■ **DIRECTION**:
Return every line of the rows below that contains the string "body", matching case exactly.

■ **PROVIDED DATA**:
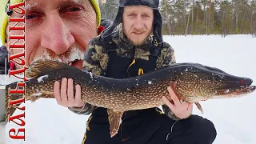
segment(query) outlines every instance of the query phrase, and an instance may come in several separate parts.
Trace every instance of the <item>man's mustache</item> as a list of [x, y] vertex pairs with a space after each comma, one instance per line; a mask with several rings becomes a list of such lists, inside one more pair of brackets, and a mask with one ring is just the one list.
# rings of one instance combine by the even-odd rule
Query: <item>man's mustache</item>
[[49, 59], [63, 63], [70, 63], [75, 60], [83, 60], [84, 52], [82, 52], [78, 46], [73, 46], [65, 53], [57, 55], [50, 49], [45, 49], [43, 54], [36, 54], [32, 62], [39, 59]]

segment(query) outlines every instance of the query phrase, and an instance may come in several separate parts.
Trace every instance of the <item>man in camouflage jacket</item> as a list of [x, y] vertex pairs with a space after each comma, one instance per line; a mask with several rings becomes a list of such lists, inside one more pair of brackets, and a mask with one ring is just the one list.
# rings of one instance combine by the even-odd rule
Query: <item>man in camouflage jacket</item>
[[[143, 74], [176, 62], [174, 49], [168, 43], [162, 42], [162, 18], [158, 10], [159, 2], [133, 2], [119, 1], [118, 12], [112, 25], [102, 35], [90, 42], [86, 51], [83, 70], [96, 75], [125, 78]], [[136, 18], [142, 14], [142, 18], [147, 18], [148, 14], [138, 10], [143, 11], [143, 7], [137, 8], [137, 10], [131, 9], [131, 11], [127, 12], [124, 9], [127, 6], [144, 6], [154, 10], [154, 18], [151, 26], [153, 35], [146, 36], [145, 40], [138, 42], [139, 44], [136, 43], [136, 41], [139, 41], [140, 37], [135, 40], [129, 38], [129, 32], [126, 31], [127, 27], [124, 28], [126, 21], [122, 19], [126, 17], [122, 15], [128, 13], [128, 18]], [[119, 25], [121, 22], [122, 23]], [[140, 27], [139, 24], [137, 27]], [[146, 28], [144, 31], [146, 32]], [[134, 35], [140, 35], [144, 31]], [[170, 110], [171, 106], [168, 106], [168, 102], [162, 106], [164, 113], [157, 107], [125, 112], [122, 117], [119, 131], [114, 138], [110, 137], [106, 109], [88, 103], [82, 107], [69, 109], [78, 114], [91, 114], [82, 143], [206, 144], [214, 142], [216, 131], [210, 121], [197, 115], [190, 115], [192, 106], [190, 110], [182, 110], [182, 107], [188, 107], [187, 103], [181, 102], [181, 105], [183, 106], [177, 109], [182, 110], [177, 110], [175, 113], [176, 109]]]

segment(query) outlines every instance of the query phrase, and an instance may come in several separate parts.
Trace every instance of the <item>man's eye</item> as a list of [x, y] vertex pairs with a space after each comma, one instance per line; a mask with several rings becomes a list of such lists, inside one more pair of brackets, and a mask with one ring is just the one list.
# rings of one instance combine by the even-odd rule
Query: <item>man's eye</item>
[[26, 19], [32, 19], [36, 18], [36, 14], [27, 14], [26, 15]]
[[82, 7], [70, 7], [66, 9], [66, 12], [74, 12], [74, 11], [79, 11], [82, 10]]

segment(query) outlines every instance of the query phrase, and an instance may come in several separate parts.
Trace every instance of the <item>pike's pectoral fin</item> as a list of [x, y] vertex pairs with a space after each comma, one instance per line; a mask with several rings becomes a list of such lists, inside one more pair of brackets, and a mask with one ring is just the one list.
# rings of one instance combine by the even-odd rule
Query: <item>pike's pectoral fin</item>
[[194, 104], [197, 106], [197, 107], [200, 110], [201, 113], [203, 114], [203, 110], [202, 106], [200, 105], [199, 102], [194, 102]]
[[53, 60], [40, 59], [34, 62], [27, 70], [26, 70], [26, 78], [33, 78], [58, 69], [77, 69], [68, 64]]
[[118, 134], [123, 111], [114, 111], [113, 110], [107, 109], [107, 114], [109, 115], [110, 137], [112, 138]]

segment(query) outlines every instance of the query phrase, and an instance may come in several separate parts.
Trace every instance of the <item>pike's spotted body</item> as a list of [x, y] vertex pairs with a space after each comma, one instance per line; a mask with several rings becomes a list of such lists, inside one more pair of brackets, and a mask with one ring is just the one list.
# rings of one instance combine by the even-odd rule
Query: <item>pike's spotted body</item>
[[[250, 78], [196, 63], [178, 63], [141, 76], [114, 79], [64, 63], [39, 60], [27, 70], [26, 78], [31, 79], [26, 84], [26, 98], [33, 102], [40, 98], [54, 98], [54, 82], [73, 78], [74, 84], [81, 86], [85, 102], [108, 109], [111, 137], [117, 134], [124, 111], [158, 107], [164, 104], [162, 96], [170, 100], [166, 90], [170, 84], [174, 86], [179, 99], [195, 103], [202, 111], [200, 101], [239, 97], [255, 90], [255, 86], [250, 86]], [[7, 87], [14, 88], [14, 84]], [[6, 110], [6, 114], [14, 112], [10, 107]]]

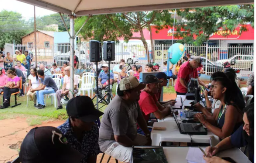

■ **PROBLEM SOLUTION**:
Trace every instance of the <item>pike's spotted body</item> as a list of [x, y] vertex pairs with a space after each comma, one instance per line; a mask with several rings becomes a list of such lists, inside one more pair of brackets, and a mask with one ring is just the one list.
Query: <item>pike's spotted body</item>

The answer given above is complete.